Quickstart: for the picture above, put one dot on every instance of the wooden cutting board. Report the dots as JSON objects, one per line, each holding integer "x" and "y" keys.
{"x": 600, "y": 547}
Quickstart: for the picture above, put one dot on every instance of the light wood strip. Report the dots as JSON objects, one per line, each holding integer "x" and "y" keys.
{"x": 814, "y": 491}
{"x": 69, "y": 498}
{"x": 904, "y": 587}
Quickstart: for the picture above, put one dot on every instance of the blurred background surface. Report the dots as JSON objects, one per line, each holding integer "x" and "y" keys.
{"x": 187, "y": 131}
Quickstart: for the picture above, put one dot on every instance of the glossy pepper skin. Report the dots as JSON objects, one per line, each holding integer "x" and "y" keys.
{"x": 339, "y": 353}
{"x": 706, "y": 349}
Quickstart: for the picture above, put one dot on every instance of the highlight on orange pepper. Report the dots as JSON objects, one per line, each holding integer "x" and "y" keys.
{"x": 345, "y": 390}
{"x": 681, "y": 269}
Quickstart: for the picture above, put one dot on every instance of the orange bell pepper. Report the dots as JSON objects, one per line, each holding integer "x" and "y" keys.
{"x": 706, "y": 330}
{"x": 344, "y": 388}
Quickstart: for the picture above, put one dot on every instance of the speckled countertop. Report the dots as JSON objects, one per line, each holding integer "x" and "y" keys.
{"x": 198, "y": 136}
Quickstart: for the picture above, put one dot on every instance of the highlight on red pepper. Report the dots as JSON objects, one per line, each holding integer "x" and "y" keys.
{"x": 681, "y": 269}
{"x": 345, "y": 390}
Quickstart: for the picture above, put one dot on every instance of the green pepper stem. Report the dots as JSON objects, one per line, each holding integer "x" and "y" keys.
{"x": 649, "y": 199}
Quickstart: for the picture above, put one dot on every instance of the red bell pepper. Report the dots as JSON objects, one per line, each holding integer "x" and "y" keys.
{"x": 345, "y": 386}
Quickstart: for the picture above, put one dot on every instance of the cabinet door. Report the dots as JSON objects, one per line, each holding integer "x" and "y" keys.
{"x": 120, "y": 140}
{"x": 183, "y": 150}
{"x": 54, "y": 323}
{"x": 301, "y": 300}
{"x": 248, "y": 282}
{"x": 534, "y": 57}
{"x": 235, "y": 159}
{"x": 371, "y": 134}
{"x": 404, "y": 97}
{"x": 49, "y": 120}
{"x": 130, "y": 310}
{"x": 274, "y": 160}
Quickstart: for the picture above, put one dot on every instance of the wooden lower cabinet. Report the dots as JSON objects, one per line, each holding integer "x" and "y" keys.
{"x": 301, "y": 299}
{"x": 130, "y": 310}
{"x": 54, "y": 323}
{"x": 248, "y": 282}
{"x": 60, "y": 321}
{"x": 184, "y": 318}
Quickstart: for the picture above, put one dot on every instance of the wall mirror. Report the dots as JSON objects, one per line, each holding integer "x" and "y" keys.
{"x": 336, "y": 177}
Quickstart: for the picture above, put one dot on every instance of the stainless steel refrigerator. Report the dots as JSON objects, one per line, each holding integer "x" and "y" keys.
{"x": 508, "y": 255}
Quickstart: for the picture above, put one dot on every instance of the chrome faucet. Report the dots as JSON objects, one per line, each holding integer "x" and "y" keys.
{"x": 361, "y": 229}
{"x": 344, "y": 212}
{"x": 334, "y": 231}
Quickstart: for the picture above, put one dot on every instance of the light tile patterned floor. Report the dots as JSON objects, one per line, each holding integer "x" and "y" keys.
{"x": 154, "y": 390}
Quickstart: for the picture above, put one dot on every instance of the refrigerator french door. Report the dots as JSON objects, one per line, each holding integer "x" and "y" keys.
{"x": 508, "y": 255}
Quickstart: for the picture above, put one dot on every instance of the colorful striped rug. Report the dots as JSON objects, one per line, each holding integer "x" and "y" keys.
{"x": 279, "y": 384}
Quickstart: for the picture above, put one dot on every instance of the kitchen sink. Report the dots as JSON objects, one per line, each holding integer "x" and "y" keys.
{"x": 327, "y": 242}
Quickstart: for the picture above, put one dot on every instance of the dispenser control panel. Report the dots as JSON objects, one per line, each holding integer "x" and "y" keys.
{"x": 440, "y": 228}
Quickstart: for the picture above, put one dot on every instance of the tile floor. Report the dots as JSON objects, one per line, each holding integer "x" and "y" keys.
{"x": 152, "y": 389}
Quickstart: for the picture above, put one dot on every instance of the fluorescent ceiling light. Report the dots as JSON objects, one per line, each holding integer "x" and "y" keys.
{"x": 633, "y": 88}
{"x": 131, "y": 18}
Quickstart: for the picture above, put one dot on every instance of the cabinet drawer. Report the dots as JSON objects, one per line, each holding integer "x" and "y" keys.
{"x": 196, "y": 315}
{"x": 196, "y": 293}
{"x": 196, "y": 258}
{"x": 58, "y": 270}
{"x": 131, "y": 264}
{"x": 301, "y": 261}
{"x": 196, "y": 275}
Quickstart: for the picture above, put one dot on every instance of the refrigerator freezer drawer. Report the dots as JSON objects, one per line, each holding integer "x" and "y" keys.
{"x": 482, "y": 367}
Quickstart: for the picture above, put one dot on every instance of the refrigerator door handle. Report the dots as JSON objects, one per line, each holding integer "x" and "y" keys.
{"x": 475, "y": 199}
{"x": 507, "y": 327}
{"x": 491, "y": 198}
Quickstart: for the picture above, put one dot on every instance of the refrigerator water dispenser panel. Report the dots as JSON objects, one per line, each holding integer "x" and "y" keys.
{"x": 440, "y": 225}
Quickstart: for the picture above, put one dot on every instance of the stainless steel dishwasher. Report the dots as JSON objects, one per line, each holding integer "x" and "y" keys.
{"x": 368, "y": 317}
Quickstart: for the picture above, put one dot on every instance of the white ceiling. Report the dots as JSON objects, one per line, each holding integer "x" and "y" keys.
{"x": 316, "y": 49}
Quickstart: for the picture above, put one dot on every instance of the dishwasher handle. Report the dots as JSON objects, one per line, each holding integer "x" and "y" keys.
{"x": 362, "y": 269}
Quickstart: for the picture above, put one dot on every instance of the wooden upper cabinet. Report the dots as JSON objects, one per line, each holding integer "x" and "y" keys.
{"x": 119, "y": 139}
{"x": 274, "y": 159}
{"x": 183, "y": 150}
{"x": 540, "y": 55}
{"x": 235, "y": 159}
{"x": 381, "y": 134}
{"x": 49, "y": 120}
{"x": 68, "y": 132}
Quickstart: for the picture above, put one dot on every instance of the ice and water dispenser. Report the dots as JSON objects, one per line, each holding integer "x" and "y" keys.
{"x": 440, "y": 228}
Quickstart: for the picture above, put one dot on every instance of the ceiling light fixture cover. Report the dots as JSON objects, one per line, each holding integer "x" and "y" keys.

■ REQUIREMENTS:
Switch "dishwasher" to "dish machine" in the items starting at the line that contains "the refrigerator water" and ending at the last item, and give those lines back with nothing else changed.

■ FULL RESPONSE:
Quickstart: for the picture above, put one dot on every instance of the refrigerator water dispenser panel. Report the dots as JSON objects, one per line, each holding integer "x" and "y" keys.
{"x": 440, "y": 225}
Quickstart: for the picture above, put one dot on every instance of the stainless steel dish machine. Report the dots as JSON objects, one per line, each holding integer "x" and "y" keys.
{"x": 368, "y": 317}
Quickstart: for the picture above, put one dot on every instance of the white ceiling. Report the dots as JSON objects, one per line, each holding integer "x" and "y" keys.
{"x": 316, "y": 49}
Quickstart: for the picture above, put one dot on every instance of the dish machine handle. Report the dots as JSON objects, one per line, each holding integer "x" and "y" keys.
{"x": 362, "y": 269}
Quickstart: for the picture above, put one dot on every instance of the wooden upper cabinet. Report the dots as JSON objects, one per line, each holding integer "x" and "y" keys.
{"x": 119, "y": 139}
{"x": 274, "y": 159}
{"x": 183, "y": 150}
{"x": 540, "y": 55}
{"x": 235, "y": 159}
{"x": 381, "y": 134}
{"x": 49, "y": 120}
{"x": 68, "y": 132}
Quickstart: for the picture above, put one dot on every instance of the ice and water dispenser. Report the dots as JSON objects, one per line, each holding integer "x" and "y" keys.
{"x": 440, "y": 228}
Quickstart: for the picture above, put one dot on every instance of the ceiling light fixture cover. Report the dots as JSON objects, one per line, each holding integer "x" and "y" keys.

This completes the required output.